RECORDS FOR THE EXERCISE:

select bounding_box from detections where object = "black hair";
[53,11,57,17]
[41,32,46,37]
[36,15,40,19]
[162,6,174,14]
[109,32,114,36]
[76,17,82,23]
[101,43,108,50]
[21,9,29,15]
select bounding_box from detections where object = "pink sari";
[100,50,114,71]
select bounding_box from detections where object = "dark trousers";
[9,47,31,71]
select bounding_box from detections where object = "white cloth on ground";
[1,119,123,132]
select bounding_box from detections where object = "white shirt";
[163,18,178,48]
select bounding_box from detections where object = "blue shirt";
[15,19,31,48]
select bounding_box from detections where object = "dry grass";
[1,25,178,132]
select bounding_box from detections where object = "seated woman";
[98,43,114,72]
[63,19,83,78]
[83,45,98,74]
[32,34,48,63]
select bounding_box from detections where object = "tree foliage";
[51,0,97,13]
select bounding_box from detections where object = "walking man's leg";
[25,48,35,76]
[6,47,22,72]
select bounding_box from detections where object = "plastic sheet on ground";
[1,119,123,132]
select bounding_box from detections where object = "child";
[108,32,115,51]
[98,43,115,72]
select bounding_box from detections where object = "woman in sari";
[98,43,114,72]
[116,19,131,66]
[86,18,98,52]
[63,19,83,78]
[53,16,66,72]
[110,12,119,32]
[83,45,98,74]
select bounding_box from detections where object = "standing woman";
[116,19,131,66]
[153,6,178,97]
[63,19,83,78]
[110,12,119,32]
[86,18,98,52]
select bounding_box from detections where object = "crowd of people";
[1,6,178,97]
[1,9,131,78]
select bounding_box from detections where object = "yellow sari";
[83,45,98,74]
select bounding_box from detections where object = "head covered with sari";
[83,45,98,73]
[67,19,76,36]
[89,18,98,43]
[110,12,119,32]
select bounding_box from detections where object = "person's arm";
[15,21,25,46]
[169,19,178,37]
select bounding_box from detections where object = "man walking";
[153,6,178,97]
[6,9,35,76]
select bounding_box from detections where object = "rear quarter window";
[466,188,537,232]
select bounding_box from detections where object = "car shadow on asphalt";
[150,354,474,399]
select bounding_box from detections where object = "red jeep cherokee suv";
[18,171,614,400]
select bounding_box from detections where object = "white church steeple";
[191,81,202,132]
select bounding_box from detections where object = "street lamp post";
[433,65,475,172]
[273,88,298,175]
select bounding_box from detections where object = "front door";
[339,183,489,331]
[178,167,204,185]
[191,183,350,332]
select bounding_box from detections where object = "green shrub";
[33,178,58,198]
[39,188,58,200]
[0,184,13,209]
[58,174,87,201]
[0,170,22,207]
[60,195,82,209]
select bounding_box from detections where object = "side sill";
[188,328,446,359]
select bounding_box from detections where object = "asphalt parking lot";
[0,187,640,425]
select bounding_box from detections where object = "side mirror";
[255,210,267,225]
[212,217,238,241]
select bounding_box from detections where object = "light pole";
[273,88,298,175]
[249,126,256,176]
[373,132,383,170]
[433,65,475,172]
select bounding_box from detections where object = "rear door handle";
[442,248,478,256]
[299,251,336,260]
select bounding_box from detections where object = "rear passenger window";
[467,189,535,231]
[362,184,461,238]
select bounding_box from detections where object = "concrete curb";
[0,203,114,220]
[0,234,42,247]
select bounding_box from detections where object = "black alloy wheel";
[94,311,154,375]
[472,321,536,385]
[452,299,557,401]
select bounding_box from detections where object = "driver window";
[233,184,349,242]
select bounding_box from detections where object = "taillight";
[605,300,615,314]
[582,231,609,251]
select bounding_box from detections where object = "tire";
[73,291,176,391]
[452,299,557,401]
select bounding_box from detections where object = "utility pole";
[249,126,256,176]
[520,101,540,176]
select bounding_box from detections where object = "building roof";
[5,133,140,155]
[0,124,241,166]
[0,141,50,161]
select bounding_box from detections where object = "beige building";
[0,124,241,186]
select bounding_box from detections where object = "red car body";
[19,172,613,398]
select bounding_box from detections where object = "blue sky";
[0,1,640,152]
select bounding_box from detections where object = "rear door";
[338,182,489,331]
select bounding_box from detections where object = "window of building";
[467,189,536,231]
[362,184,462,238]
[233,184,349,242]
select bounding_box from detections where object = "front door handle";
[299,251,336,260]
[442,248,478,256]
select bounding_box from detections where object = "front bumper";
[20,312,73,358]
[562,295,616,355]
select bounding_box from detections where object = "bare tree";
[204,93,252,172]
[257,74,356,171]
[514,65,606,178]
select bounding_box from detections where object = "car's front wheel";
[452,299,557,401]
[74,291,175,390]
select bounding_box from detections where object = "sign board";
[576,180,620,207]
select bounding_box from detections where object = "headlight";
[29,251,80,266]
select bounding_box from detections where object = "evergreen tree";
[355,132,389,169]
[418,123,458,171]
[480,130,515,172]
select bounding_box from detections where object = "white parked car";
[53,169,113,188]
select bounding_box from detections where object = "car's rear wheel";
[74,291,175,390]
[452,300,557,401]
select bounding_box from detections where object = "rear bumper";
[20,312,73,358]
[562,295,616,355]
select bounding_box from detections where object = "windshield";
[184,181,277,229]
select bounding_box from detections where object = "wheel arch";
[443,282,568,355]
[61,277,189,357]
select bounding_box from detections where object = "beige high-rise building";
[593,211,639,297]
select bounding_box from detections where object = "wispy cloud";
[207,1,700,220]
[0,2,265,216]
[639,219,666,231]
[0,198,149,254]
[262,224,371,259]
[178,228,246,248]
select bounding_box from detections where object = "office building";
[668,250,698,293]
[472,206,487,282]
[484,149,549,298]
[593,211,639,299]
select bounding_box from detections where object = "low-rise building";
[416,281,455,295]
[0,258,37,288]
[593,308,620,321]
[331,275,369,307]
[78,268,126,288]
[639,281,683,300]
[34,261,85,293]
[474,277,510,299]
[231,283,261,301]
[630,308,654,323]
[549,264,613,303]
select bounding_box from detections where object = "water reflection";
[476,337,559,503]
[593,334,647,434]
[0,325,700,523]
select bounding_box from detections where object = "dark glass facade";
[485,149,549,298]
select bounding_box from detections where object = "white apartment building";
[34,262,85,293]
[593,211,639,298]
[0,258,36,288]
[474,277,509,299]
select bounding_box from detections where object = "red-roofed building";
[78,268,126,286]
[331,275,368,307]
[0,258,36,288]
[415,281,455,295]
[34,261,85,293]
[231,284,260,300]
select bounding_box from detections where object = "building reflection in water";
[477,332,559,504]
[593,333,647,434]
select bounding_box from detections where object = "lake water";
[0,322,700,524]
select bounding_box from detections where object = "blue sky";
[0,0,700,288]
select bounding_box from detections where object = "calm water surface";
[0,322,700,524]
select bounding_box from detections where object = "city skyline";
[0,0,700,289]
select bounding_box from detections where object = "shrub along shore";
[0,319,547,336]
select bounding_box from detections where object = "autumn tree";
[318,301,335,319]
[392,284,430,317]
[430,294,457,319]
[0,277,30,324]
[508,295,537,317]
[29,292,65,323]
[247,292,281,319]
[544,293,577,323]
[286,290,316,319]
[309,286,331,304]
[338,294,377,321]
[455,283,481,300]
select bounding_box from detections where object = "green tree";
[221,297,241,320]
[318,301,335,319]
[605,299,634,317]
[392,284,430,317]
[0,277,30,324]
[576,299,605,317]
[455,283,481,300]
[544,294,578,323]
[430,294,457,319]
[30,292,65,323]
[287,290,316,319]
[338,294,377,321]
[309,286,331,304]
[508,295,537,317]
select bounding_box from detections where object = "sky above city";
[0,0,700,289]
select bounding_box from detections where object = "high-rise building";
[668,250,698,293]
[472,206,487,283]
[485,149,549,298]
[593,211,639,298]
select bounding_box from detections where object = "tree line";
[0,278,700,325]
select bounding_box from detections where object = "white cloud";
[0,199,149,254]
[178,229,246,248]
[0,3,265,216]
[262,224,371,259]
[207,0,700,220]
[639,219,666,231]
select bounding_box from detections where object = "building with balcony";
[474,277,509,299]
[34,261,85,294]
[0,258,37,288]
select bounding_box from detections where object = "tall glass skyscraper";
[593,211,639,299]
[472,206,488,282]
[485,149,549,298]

EXERCISE:
Identify every line in the records above that contains the word "sari", and copy each one.

SOLVED EXERCISE:
select bounding_box from detections where object = "pink sari";
select bounding_box from detections where object = "woman in sari";
select bounding_box from detections where object = "yellow sari";
select bounding_box from detections where object = "head covered with sari";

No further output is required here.